> **The task**: Word for word, give again the lines of the material below, from the one holding "Return an outline for every instance of the **wooden" to the last, with nothing added.

Segment Start: Dataset extract

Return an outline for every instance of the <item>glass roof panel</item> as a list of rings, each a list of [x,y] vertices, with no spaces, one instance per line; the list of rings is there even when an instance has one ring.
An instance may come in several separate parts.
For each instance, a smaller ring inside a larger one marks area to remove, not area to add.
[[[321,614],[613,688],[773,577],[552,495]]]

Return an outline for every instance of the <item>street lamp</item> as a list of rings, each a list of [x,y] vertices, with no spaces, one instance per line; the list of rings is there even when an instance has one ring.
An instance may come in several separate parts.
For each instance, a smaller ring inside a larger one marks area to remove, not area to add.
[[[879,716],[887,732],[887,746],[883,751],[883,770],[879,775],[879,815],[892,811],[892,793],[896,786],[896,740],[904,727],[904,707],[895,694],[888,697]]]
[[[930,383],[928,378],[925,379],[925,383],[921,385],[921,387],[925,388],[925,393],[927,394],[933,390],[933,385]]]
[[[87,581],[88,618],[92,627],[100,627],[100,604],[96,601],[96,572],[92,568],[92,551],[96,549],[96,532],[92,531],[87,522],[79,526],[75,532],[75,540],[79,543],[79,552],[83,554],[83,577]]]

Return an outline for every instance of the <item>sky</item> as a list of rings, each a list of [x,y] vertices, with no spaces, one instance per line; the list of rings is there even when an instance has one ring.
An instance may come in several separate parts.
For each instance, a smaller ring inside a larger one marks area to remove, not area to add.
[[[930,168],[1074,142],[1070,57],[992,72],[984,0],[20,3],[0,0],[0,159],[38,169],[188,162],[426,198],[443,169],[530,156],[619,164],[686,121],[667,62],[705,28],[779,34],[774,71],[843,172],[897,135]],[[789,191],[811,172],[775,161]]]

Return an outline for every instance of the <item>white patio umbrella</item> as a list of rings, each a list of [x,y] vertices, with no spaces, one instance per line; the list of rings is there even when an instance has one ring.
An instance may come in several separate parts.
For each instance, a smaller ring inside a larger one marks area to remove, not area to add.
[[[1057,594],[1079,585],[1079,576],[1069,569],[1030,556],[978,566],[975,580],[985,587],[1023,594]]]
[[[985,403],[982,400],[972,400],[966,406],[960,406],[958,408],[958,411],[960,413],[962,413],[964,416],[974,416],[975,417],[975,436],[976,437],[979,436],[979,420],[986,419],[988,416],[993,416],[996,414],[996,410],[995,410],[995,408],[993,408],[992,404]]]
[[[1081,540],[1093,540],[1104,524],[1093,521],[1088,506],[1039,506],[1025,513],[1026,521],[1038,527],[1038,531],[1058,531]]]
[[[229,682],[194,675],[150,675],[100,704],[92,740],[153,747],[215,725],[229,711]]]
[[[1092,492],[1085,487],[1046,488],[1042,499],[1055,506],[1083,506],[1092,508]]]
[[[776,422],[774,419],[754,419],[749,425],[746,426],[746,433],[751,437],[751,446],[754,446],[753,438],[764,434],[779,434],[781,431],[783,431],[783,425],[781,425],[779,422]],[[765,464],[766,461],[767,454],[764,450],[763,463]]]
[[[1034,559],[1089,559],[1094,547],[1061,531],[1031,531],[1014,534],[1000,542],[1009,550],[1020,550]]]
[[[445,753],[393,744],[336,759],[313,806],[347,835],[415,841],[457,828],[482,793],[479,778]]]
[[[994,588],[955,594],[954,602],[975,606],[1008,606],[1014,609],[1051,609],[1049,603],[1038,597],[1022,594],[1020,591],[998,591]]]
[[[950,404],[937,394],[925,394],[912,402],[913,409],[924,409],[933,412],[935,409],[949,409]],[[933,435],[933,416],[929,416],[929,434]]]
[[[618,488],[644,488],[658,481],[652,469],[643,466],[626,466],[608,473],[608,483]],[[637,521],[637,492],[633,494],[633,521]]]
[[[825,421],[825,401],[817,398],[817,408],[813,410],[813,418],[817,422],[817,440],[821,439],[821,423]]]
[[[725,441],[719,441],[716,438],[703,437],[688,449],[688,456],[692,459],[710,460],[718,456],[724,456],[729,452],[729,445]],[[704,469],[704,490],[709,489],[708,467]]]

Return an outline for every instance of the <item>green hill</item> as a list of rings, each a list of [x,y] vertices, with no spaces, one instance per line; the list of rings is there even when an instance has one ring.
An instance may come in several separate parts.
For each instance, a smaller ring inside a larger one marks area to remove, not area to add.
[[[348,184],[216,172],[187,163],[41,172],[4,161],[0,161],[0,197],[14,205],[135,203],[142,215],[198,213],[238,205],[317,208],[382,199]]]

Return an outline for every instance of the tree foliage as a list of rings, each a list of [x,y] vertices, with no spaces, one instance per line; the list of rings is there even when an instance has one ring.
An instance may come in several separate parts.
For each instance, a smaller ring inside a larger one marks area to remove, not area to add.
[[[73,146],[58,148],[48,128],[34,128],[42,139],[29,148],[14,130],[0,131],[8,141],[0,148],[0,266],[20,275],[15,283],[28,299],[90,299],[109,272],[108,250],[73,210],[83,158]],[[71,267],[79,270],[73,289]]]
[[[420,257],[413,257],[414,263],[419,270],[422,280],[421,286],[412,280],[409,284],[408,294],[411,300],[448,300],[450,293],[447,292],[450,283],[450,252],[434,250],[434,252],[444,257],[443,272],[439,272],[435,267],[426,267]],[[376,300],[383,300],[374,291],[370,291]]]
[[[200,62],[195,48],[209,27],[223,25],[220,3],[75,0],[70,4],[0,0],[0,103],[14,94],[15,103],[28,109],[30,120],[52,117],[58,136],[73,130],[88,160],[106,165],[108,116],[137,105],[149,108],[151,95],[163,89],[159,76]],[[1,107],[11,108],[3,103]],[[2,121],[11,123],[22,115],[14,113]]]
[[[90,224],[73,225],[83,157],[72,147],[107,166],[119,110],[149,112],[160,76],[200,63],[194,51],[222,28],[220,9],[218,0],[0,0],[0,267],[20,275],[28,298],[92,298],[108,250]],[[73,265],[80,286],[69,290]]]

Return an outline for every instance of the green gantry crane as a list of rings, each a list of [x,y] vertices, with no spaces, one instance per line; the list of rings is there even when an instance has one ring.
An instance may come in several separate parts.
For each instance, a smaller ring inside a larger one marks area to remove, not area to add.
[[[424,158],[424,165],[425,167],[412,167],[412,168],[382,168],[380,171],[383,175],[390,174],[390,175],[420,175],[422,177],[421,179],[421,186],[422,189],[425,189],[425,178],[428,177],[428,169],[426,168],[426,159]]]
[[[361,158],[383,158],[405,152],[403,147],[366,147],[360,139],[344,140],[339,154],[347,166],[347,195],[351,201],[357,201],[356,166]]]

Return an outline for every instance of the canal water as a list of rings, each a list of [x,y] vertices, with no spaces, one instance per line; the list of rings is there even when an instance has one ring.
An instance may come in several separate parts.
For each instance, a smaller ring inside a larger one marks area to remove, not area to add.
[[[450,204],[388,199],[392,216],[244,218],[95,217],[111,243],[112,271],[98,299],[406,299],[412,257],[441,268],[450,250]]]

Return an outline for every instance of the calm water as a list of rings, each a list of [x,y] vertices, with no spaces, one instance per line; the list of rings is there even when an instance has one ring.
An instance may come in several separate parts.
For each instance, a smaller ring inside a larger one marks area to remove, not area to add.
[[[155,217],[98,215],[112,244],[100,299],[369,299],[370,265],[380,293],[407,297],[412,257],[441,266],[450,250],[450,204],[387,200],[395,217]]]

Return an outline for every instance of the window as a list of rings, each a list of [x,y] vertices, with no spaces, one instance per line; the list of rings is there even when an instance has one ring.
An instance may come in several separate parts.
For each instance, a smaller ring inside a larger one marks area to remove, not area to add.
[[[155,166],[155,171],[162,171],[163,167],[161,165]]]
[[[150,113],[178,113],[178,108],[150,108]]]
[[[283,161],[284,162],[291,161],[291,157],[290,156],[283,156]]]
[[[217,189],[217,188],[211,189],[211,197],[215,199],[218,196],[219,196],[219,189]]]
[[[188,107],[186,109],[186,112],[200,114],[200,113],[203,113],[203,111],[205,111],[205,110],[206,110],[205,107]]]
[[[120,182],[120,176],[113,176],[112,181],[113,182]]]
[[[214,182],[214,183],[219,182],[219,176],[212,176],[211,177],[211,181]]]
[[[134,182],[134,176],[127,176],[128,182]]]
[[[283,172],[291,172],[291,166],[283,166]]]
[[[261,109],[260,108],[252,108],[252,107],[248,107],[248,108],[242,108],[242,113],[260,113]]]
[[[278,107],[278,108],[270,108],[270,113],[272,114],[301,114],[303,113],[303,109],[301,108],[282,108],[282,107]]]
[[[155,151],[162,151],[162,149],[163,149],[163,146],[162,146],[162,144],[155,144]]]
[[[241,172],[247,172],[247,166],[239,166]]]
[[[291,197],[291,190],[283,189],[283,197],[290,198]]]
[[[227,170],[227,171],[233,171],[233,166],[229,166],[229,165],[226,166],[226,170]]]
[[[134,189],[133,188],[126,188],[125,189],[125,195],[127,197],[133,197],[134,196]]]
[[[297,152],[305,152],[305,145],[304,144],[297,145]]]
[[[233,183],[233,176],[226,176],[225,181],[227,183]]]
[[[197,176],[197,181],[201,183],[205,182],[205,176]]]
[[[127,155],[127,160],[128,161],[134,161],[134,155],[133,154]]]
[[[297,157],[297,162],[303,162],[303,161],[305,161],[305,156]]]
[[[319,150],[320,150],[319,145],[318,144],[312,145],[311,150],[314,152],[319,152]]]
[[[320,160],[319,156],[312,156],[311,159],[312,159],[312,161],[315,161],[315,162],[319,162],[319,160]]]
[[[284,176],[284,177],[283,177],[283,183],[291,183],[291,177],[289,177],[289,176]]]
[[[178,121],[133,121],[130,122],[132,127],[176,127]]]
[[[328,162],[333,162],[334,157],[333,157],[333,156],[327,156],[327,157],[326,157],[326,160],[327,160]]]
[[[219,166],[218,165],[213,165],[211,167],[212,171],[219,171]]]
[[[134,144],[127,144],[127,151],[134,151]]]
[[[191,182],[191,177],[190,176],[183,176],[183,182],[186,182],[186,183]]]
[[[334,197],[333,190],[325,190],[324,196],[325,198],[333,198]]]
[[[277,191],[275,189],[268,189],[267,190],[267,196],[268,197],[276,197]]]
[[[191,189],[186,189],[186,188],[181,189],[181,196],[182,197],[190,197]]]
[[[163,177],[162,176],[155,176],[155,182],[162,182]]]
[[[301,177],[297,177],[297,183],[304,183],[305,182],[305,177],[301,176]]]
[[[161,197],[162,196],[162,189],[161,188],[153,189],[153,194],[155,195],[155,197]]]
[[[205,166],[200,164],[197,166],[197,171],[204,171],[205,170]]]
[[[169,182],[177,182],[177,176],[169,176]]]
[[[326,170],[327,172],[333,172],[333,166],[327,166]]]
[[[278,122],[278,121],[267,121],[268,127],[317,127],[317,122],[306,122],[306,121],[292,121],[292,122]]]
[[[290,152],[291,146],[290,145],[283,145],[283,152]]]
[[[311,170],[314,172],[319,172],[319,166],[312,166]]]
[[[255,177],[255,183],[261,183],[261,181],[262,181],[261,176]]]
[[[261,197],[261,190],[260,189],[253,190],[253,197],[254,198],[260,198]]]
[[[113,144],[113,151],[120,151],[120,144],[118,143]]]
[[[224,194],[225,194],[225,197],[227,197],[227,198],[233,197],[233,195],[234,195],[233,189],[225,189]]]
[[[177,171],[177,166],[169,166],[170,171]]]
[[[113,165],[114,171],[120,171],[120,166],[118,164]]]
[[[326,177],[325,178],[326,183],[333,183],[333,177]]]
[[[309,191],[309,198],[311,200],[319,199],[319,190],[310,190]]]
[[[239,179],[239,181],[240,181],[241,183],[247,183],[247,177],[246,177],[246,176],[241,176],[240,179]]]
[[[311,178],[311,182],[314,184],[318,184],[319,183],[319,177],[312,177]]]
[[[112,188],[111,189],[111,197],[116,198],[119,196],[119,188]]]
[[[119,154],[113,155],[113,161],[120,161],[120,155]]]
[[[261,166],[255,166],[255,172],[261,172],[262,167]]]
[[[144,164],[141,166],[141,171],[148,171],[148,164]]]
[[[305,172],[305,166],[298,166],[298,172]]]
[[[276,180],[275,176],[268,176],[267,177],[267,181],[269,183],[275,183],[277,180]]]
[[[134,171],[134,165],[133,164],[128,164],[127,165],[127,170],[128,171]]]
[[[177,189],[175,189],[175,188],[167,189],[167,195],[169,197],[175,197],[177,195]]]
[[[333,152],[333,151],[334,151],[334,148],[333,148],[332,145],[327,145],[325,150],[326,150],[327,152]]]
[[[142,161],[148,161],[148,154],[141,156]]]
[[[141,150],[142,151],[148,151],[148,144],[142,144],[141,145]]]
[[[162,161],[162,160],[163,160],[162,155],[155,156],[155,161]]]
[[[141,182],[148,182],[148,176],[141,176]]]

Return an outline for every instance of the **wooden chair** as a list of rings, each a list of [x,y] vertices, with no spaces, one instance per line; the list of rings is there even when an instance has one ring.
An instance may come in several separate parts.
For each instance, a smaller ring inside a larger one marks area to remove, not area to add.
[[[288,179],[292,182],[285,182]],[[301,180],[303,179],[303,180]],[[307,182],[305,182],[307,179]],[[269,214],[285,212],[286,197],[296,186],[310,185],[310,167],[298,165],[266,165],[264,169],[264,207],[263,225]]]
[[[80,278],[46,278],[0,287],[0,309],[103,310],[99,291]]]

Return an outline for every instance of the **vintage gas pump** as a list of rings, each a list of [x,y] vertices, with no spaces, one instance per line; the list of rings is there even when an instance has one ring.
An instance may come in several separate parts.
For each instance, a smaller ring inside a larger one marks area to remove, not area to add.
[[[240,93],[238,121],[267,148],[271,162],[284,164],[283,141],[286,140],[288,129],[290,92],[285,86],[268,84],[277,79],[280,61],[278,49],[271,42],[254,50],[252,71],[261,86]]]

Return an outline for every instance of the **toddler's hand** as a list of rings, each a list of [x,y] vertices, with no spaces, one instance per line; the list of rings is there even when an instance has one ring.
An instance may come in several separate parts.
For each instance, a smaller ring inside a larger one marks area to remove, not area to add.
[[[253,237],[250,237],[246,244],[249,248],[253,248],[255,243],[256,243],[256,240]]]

Segment End: Dataset extract

> **Answer for this exercise**:
Return an outline for every instance of the **wooden chair** as a list of rings, each a list of [x,y] vertices, with no spaces, one instance per line; the list of rings is there even when an instance has one ring.
An instance may come in several separate parts.
For each instance, a smaller ring inside a larger one marks area to remove, not area to add.
[[[288,179],[292,182],[285,182]],[[301,180],[303,179],[303,180]],[[307,182],[305,182],[307,179]],[[269,214],[285,212],[286,197],[296,186],[310,185],[310,167],[298,165],[266,165],[264,169],[264,207],[263,225]]]
[[[80,278],[46,278],[0,287],[0,309],[103,310],[99,291]]]

Return an outline for every instance of the **vintage gas pump** as a list of rings, each a list of [x,y] vertices, with no spaces, one instance per line; the list of rings is there even when an instance has one ring.
An instance may come in several separate parts.
For each instance, a smaller ring inside a larger one marks area to remove, not area to add.
[[[240,93],[238,121],[267,148],[271,162],[284,164],[283,141],[286,140],[288,129],[290,92],[285,86],[268,84],[277,79],[280,61],[278,49],[271,42],[254,50],[252,71],[261,86]]]

Return an outline for every instance of the **toddler's hand** as a list of rings, each a list of [x,y] vertices, with no spaces, one instance per line; the list of rings is there even when an instance has one ring.
An instance may come in several separate parts.
For each instance, a smaller ring inside a larger one marks area to remove, not area to add.
[[[253,237],[250,237],[246,244],[249,248],[253,248],[255,243],[256,243],[256,240]]]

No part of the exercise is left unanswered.